▶ **PASSAGE GIVEN**
Well, that settles that, I mistakenly thought.

Turns out, the news was inconvenient for conservatives because Keynesian economics justifies government intervention when the economy goes to hell in a handbasket.

Conservatives don’t like government intervention unless it is to subsidize the oil industry. So they have resurrected an older economic theory that says problems solve themselves – the Austrian School of Economics. Our own congressman, Rep. John Campbell, espouses it, along with presidential candidate Ron Paul and CNBC commentator Rick Santelli, who coined the term “Tea Party.” Lots of so-called supply-siders embrace it, too.

The Austrian School is based on the pseudo-science of praxeology. If that doesn’t scare you or put you to sleep, you’ve probably forgotten those 8 a.m. Saturday classes you had as a freshman. Essentially, praxeology argues that individuals behave rationally and everything will be OK if you just get out of their way.

Check your own family to test this theory. I have, and, while I love my wife and children dearly, they have shown over the years that there are flaws in the Austrian theory of rational behavior.

A second problem for conservatives is that facts get in the way of their theory. That’s what happened in 1929, when the Depression hit. The Austrian School promised that if we did nothing, a gale of creative destruction would automatically fix the economy (see Austrian economist Joseph Schumpeter for details).

▶ **GIVEN REQUEST 1**
Report every line of the records that contains the string "wall", treating case as significant.
The text and the records have no connection to each other.

▶ **A block of data**
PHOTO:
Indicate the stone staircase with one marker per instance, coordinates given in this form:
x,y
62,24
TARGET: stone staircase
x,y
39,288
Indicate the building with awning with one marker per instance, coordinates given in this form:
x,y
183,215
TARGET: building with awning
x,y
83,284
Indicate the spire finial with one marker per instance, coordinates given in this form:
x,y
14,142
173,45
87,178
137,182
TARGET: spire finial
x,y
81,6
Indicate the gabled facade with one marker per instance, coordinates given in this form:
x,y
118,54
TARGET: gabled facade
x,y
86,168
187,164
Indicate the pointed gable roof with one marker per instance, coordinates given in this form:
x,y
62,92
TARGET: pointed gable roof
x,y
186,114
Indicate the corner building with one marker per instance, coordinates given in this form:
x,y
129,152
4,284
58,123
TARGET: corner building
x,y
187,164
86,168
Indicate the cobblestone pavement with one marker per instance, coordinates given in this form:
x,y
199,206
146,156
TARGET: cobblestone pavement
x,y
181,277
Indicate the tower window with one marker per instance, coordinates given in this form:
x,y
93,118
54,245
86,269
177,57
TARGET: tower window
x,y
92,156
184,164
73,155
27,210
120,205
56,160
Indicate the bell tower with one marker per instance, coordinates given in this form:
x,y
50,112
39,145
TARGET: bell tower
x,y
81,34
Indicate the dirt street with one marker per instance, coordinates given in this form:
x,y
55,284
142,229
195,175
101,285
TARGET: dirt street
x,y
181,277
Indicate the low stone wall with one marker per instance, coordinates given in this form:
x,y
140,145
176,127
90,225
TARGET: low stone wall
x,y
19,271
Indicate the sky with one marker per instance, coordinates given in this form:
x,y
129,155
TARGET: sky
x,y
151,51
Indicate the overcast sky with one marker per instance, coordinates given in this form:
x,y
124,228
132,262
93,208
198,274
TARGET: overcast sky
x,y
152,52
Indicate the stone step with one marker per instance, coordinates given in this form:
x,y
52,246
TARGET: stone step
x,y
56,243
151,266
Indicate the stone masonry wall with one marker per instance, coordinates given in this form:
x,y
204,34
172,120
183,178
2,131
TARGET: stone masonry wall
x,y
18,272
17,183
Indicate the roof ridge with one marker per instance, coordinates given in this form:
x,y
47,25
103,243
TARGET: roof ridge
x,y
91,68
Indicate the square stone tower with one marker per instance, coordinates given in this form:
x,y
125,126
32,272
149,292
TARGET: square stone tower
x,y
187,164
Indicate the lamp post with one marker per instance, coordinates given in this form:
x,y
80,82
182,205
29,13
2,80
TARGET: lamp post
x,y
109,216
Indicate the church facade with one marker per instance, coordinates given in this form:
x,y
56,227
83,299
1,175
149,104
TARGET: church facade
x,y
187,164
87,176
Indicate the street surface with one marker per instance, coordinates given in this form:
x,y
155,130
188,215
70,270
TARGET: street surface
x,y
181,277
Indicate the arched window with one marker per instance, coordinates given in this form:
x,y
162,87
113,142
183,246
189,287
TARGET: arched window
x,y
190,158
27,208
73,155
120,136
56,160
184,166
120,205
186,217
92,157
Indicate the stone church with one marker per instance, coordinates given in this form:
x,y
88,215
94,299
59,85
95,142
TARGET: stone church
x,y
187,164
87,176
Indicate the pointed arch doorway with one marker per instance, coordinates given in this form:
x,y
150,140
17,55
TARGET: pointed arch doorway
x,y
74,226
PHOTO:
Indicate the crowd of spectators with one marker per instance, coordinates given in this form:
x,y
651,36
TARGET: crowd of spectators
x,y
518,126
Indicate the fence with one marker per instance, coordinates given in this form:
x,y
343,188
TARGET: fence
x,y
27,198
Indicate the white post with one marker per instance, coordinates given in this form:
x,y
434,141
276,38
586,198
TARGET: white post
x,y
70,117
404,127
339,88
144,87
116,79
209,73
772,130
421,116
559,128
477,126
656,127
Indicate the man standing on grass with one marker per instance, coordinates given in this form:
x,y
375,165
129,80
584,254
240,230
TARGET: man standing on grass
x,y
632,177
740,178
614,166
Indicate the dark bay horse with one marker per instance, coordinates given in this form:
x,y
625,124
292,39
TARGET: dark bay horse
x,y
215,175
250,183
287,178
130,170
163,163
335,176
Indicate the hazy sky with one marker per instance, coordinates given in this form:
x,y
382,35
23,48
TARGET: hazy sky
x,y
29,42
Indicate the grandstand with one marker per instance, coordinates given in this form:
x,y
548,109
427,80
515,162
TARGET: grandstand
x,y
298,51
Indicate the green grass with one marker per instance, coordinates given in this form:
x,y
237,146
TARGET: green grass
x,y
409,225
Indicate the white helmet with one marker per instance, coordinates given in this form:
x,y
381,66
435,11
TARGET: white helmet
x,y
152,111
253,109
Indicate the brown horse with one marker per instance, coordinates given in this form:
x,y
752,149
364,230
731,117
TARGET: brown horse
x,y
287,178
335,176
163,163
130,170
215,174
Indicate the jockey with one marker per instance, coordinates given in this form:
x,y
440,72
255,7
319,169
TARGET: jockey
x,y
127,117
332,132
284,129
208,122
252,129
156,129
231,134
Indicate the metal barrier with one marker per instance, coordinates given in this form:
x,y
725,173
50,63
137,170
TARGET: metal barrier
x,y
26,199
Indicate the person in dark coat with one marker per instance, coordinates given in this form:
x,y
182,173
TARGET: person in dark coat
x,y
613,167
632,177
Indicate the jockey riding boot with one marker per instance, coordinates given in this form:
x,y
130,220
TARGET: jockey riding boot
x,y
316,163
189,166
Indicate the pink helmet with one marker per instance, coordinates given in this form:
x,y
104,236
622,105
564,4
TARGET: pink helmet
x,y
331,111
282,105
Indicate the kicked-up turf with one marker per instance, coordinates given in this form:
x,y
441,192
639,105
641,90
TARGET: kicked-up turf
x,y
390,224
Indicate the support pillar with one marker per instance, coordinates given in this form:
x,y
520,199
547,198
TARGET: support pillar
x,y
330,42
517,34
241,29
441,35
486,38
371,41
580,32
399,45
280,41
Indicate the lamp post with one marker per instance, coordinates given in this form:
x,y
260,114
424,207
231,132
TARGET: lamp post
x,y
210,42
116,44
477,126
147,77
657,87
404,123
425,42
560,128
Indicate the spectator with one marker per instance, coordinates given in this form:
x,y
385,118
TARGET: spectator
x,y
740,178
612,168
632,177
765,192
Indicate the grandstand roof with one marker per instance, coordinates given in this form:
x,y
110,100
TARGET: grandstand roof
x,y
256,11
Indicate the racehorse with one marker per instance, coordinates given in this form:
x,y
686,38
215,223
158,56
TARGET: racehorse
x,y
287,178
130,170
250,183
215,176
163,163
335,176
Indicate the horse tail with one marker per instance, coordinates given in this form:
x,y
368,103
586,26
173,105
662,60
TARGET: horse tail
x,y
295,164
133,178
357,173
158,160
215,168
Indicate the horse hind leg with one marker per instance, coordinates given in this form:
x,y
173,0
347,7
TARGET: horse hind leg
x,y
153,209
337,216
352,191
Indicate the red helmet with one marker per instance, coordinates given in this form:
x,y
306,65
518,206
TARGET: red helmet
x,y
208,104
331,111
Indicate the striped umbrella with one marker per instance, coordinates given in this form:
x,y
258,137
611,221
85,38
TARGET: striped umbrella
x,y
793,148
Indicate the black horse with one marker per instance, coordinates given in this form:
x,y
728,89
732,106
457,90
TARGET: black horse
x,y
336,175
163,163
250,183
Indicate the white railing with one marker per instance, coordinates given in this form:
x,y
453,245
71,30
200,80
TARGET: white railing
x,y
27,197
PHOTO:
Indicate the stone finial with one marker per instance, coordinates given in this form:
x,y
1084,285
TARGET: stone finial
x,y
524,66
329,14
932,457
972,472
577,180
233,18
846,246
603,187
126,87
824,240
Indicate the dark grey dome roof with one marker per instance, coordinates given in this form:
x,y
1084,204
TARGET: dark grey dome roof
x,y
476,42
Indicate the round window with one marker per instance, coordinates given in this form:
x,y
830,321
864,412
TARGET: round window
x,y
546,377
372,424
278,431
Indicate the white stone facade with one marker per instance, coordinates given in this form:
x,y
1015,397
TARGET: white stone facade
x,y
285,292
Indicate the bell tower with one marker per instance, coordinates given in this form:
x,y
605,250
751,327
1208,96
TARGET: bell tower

▶ **GIVEN REQUEST 2**
Answer these questions from the economics passage:
(a) Which older economic theory have conservatives resurrected?
(b) On what pseudo-science is that theory based?
(c) Which Austrian economist does the passage cite for details on the "gale of creative destruction"?

▶ **TASK ANSWER 1**
Indicate the low stone wall with one marker per instance, coordinates given in this form:
TARGET: low stone wall
Indicate the stone masonry wall with one marker per instance, coordinates given in this form:
TARGET: stone masonry wall

▶ **TASK ANSWER 2**
(a) The Austrian School of Economics.
(b) Praxeology.
(c) Joseph Schumpeter.